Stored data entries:
»»
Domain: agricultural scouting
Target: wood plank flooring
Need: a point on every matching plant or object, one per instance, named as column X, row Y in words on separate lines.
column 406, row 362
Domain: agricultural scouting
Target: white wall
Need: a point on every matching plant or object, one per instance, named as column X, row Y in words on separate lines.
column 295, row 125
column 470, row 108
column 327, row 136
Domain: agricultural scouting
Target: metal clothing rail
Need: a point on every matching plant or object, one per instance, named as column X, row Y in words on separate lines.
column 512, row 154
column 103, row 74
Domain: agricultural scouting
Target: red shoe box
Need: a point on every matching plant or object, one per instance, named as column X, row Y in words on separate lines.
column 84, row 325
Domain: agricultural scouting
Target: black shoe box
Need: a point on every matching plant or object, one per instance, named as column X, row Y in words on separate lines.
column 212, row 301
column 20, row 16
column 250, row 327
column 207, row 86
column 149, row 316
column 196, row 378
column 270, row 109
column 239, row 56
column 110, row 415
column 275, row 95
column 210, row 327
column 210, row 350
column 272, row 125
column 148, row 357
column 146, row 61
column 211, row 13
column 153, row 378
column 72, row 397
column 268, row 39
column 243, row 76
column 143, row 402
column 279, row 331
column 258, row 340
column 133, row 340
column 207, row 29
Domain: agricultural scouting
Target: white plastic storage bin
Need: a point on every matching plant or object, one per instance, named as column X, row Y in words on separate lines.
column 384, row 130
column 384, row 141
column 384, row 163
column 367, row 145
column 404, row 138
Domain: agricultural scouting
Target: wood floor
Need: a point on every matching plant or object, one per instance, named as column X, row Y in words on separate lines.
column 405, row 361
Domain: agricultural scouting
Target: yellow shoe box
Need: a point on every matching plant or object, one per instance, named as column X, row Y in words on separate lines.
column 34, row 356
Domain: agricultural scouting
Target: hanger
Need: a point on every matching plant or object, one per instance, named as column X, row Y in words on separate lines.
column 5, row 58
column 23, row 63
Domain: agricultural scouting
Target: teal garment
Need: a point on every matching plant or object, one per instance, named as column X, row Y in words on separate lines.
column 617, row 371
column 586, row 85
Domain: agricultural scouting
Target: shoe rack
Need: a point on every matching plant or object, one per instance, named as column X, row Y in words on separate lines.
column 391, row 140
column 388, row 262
««
> **WHAT YOU NEED TO DO**: Going through the data above, return each line with the word "white".

> **SOLUTION FOR THIS PROBLEM**:
Target: white wall
Target: white plastic storage bin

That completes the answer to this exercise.